> Entries from a point annotation set:

^^^^^^^^

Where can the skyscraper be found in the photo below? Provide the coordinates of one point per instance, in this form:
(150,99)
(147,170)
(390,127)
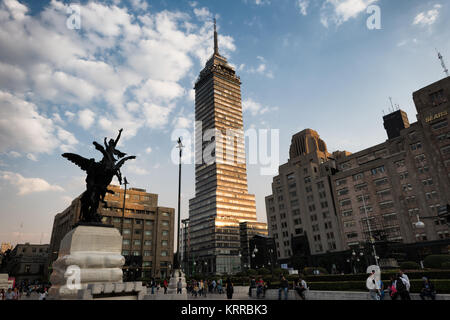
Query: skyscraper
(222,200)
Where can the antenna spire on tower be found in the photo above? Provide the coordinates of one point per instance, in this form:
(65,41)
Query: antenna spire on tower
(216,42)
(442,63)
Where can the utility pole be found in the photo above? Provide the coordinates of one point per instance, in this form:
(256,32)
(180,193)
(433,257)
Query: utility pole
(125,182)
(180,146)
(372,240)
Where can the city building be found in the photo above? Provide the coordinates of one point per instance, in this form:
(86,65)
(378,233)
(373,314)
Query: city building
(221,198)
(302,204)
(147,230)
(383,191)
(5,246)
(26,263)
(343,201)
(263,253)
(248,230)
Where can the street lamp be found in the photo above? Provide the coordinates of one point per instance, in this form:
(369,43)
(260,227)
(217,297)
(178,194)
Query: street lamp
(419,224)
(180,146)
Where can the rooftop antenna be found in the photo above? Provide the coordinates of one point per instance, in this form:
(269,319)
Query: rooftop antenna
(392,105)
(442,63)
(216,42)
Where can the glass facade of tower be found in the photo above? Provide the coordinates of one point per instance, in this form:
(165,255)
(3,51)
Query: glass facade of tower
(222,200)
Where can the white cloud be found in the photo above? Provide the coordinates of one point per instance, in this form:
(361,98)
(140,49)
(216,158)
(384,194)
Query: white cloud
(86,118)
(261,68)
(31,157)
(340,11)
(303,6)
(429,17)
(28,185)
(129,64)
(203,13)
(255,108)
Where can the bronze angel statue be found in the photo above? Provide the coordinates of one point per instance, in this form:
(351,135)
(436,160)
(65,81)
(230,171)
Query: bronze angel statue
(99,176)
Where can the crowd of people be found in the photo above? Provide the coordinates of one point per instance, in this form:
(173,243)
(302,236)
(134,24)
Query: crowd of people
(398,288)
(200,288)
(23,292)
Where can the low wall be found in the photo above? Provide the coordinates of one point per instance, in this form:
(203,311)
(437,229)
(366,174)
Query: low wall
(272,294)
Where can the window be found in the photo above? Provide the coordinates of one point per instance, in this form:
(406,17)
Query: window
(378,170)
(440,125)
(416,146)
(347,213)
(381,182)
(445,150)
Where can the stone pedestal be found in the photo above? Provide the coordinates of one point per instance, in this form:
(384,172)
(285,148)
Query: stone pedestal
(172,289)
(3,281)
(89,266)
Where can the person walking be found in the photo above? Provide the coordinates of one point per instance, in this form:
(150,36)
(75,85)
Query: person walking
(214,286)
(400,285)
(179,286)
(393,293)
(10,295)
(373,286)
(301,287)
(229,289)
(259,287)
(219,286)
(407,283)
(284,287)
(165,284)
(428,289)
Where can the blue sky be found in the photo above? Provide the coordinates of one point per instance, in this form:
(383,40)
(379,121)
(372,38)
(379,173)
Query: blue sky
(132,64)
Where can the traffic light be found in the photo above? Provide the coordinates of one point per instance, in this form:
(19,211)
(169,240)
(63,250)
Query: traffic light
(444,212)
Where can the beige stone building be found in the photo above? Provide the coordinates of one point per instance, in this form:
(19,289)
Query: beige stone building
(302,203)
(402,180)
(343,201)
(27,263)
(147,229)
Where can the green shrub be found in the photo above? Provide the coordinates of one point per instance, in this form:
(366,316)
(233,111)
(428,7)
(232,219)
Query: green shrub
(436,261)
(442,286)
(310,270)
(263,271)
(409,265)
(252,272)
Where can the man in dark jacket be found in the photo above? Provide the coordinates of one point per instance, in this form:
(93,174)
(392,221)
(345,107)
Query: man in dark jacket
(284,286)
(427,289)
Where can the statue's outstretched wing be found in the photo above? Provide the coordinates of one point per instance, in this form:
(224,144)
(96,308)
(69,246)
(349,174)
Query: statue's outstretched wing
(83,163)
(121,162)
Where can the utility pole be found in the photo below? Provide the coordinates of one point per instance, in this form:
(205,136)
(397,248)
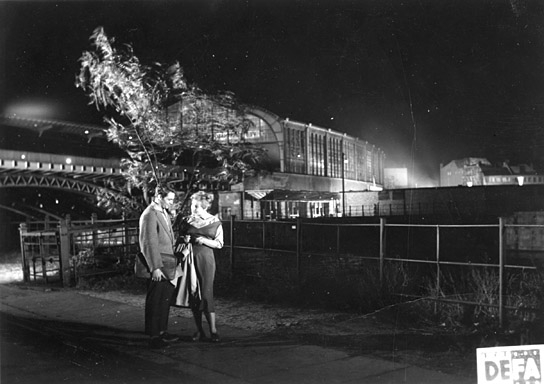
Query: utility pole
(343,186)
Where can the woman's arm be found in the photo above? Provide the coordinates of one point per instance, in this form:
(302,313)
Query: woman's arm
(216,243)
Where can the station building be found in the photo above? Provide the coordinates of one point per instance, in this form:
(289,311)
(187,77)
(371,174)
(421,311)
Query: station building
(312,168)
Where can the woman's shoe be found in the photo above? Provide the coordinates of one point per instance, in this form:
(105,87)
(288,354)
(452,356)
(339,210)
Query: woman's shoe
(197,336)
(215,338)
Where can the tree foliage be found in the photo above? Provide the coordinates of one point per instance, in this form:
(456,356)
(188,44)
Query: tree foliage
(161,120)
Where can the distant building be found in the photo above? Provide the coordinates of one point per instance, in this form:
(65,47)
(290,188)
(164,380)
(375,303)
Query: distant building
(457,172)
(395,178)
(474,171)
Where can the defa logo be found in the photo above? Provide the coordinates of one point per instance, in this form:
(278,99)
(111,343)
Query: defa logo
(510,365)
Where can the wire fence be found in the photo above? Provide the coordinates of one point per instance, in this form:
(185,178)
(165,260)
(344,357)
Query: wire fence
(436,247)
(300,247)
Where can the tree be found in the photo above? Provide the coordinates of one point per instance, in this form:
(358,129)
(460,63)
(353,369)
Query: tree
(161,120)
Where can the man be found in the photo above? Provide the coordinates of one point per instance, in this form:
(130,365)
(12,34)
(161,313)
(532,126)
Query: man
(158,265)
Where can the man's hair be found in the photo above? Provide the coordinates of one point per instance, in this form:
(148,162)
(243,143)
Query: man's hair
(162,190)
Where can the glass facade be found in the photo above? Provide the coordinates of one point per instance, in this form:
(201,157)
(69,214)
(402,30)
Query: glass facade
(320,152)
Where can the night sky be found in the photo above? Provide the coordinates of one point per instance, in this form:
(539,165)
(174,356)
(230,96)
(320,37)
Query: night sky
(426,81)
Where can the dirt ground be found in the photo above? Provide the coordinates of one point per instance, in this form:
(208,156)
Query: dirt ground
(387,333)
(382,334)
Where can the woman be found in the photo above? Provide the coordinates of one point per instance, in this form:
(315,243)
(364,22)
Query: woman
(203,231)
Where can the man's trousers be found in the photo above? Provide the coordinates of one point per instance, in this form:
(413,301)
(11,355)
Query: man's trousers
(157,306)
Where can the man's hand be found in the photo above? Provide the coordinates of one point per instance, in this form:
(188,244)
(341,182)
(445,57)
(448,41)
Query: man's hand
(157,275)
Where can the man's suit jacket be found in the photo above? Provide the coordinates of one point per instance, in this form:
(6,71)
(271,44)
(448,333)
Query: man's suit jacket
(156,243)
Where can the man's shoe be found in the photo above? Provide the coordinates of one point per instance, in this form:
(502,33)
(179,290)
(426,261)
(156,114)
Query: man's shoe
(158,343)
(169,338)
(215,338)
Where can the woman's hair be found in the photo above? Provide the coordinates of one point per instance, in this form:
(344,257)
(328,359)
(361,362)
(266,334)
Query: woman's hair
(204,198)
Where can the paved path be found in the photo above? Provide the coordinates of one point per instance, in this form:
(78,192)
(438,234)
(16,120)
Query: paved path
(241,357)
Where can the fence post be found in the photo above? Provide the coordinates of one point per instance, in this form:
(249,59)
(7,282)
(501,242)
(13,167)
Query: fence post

^^^^^^^^

> Your instructions: Leave out the pictures and output the rest of the material exactly as written.

> Full response:
Where can the skyscraper be found in the photo below? Provide the coordinates of one point per instance, in this form:
(150,99)
(147,170)
(390,127)
Query: skyscraper
(222,200)
Where can the antenna spire on tower be found in the photo above? Provide the coordinates of one point per instance, in this form:
(65,41)
Query: antenna spire on tower
(216,42)
(442,63)
Where can the utility pole be found in the photo above? Provide the coordinates of one point per instance, in this form:
(256,32)
(180,193)
(433,257)
Query: utility pole
(125,182)
(180,146)
(372,240)
Where can the city building be found in the photo above? Provide the coordinates of one point per instance, in this form:
(86,65)
(378,233)
(373,314)
Query: city building
(221,198)
(302,204)
(147,230)
(383,191)
(5,246)
(26,263)
(343,201)
(263,253)
(248,230)
Where can the street lamp be found in the photo above? Provide the coordinates of one point per instance, in this form:
(369,43)
(260,227)
(217,297)
(178,194)
Query: street lamp
(419,224)
(180,146)
Where can the rooftop antenna be found in the photo above? Provide the coordinates of one point per instance, in this form:
(269,319)
Query: rooftop antenna
(392,105)
(442,63)
(216,42)
Where can the glass facade of tower be found in the photo above? Provide the coordinates of one point per instance, in this form:
(165,255)
(3,51)
Query: glass facade of tower
(222,200)
Where can the white cloud be found in the photo above? Provide the coordinates of one point per instance, in this form:
(361,98)
(140,49)
(216,158)
(384,194)
Query: white cloud
(86,118)
(261,68)
(31,157)
(340,11)
(303,6)
(429,17)
(28,185)
(129,64)
(203,13)
(255,108)
Where can the bronze angel statue be found in the photo above? Provide the coordinates of one point per instance, in this form:
(351,135)
(436,160)
(65,81)
(230,171)
Query: bronze angel statue
(99,176)
Where can the crowd of people be found in the photo above? Provide the coordinates of one point per instance, in this form:
(173,243)
(302,236)
(134,24)
Query: crowd of people
(398,288)
(200,288)
(23,292)
Where can the low wall be found in the photo above? Provide the coordinates of one point per instance, in this form:
(203,311)
(437,229)
(366,174)
Query: low wall
(272,294)
Where can the window be found in the photo above? Provide the coordinates of one point per instance, in this form:
(406,17)
Query: window
(378,170)
(440,125)
(416,146)
(347,213)
(381,182)
(445,150)
Where can the stone pedestal be found in the photo above? Provide the coordinates of one point per instance, in this form:
(384,172)
(285,148)
Query: stone pedestal
(172,289)
(3,281)
(89,266)
Where can the person walking be found in the photo above? Provide the coordinates of one point per instance, in this form:
(150,36)
(75,85)
Query: person walking
(214,286)
(400,285)
(179,286)
(393,293)
(10,295)
(373,286)
(301,287)
(229,289)
(259,287)
(219,286)
(407,283)
(284,287)
(165,284)
(428,289)
Where can the blue sky be found in the photo above? Provide the coordinates of one point per instance, in this form:
(383,40)
(379,121)
(372,38)
(379,173)
Query: blue sky
(132,64)
Where can the traffic light be found in the photo above? Provide the coordinates of one point per instance, in this form:
(19,211)
(169,240)
(63,250)
Query: traffic light
(444,212)
Where can the beige stone building be found in the photo above? Provide the coordinates of one point per instance, in this form:
(19,289)
Query: beige stone building
(302,203)
(402,180)
(343,201)
(27,263)
(147,229)
Where can the green shrub be found in the photo above? Provide the coordinates of one point per instance, in this form:
(366,316)
(233,111)
(428,7)
(232,219)
Query: green shrub
(436,261)
(442,286)
(310,270)
(263,271)
(409,265)
(252,272)
Where can the man in dark jacket be found in the photo above? Provide the coordinates of one point per instance, in this form:
(93,174)
(392,221)
(345,107)
Query: man in dark jacket
(284,286)
(427,289)
Where can the statue's outstretched wing be found in the photo above? Provide the coordinates of one point per instance, in this form:
(224,144)
(96,308)
(69,246)
(349,174)
Query: statue's outstretched wing
(83,163)
(121,162)
Where can the utility pole be found in the photo below? Provide the coordinates of one point per instance, in this form:
(205,136)
(397,248)
Query: utility pole
(343,186)
Where can the woman's arm be found in the photo above? Provide the coordinates of one point per instance, in this form:
(302,313)
Query: woman's arm
(216,243)
Where can the station building be found in the photo above? Provide the coordinates of one point per instance, in this form:
(289,311)
(187,77)
(371,174)
(421,311)
Query: station building
(312,168)
Where can the woman's shoe be found in the photo above? Provide the coordinates of one point per instance, in this form:
(105,87)
(288,354)
(452,356)
(339,210)
Query: woman's shoe
(197,336)
(215,338)
Where can the tree foliage be found in the photo above? Provide the coordinates of one point per instance, in this form:
(456,356)
(188,44)
Query: tree foliage
(161,120)
Where can the distant building be found in the photo above? Provide the coordinates of one point per instance, in this form:
(65,47)
(290,188)
(164,380)
(375,303)
Query: distant building
(457,172)
(395,178)
(474,171)
Where can the defa logo be found in the photo above? Provide the coordinates of one point per instance, in this form:
(278,99)
(111,343)
Query: defa logo
(510,365)
Where can the wire fence be found in the photo above? Provide the coordinates of one point per instance, in this form:
(185,178)
(165,260)
(344,357)
Query: wire fence
(436,247)
(300,247)
Where can the tree be found in the photo above? Provide the coordinates of one point per instance, in this form:
(358,129)
(460,63)
(353,369)
Query: tree
(161,120)
Where can the man be found in the photo above? Provide the coordinates of one point per instance, in this form:
(130,365)
(12,34)
(161,313)
(532,126)
Query: man
(158,265)
Where can the man's hair be found in the photo above? Provide the coordinates of one point per instance, in this form:
(148,162)
(243,143)
Query: man's hair
(162,190)
Where can the glass facade be found in the photo above? Provide the coordinates of one point per instance, in this form:
(201,157)
(69,214)
(402,30)
Query: glass facade
(320,152)
Where can the night sky be found in the photo above? Provide the coordinates of one point per instance, in this form:
(539,165)
(174,356)
(230,96)
(320,37)
Query: night sky
(426,81)
Where can the dirt ground be found in the photo above? Provide the coordinates of one point per instance, in this form:
(208,156)
Query: dirt ground
(387,333)
(382,334)
Where can the woman be found in the photo above? Provide the coordinates of one point per instance, in this form:
(315,243)
(364,22)
Query: woman
(203,231)
Where can the man's trousers be found in the photo above? Provide the coordinates of one point per instance, in this form:
(413,301)
(11,355)
Query: man's trousers
(157,306)
Where can the man's hand be found in the photo above? Provide the coordinates of one point per instance, in this form:
(188,244)
(341,182)
(445,57)
(448,41)
Query: man's hand
(157,275)
Where can the man's suit jacket be found in the photo above? Provide the coordinates of one point per instance, in this form:
(6,71)
(271,44)
(448,333)
Query: man's suit jacket
(156,243)
Where can the man's shoe be found in the photo above? Provide the coordinates of one point per instance, in this form:
(502,33)
(179,290)
(426,261)
(156,114)
Query: man's shoe
(158,343)
(169,338)
(215,338)
Where can the woman's hair be found in the photo above? Provide the coordinates of one point per instance, in this form:
(344,257)
(328,359)
(361,362)
(266,334)
Query: woman's hair
(204,198)
Where can the paved path be found in the photo above? Provide the coordinates of one point per instance, in this form:
(78,192)
(438,234)
(16,120)
Query: paved path
(241,357)
Where can the fence post be found in the photo above? Provide the coordinates of one point per instance, in this form:
(249,59)
(7,282)
(501,242)
(13,167)
Query: fence post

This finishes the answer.